Stated goal - Print the range of lines that opens with the line containing "of the white" and closes with the last line of the listing. Include both ends; print nothing more.

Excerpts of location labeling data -
□ □ □ □ □
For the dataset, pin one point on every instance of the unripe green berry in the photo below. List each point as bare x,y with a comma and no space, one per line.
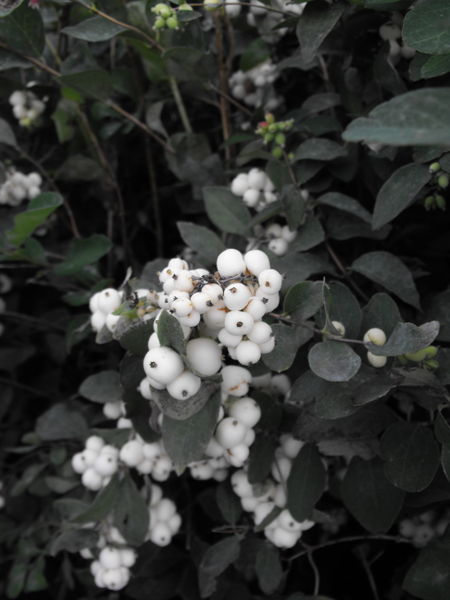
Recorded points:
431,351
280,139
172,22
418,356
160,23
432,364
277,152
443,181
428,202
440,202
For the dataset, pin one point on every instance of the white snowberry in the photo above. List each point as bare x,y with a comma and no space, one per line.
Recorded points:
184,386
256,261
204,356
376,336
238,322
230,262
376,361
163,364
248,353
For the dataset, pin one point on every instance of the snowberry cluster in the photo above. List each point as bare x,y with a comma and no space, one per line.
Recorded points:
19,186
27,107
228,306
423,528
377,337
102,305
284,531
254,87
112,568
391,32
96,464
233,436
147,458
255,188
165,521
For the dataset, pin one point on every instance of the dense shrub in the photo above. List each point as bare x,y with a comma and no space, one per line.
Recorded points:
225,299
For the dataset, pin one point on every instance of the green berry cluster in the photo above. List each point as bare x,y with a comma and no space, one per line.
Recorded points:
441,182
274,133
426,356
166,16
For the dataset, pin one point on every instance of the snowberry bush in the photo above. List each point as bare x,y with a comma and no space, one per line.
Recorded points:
□ □ □ □ □
Written response -
For the dataset, pin one point on every instance of the white snowberry in the photo above. List each point as bare x,y with a comma and no space, one per line.
Recorded points:
184,386
256,261
204,356
376,336
238,322
230,262
376,361
163,364
248,353
For the dataset, pin one point on every instance of the snowberry cluster in the photo above. List each point as bare x,y with a comma and no space, one per line.
Recorded points:
19,186
27,107
228,306
423,528
377,337
102,305
284,531
254,87
112,568
391,32
96,464
233,436
147,458
255,188
165,521
For the dataset, pin one point on every instance of the dense shrub in the photo above. List each point as bare x,y with a comma and no space, one per line.
Recorded points:
225,299
For the dataset, pin one point on every instance of the green berry cluster in the photo above. List each point as bare x,y with a comma and no space, one per line.
Recorded points:
441,182
274,133
426,356
166,16
For the dataset, pin one point on every instance of the snowberry bush in the photo above. List each point as bare x,y with a comma and no space, one per line.
Recorded points:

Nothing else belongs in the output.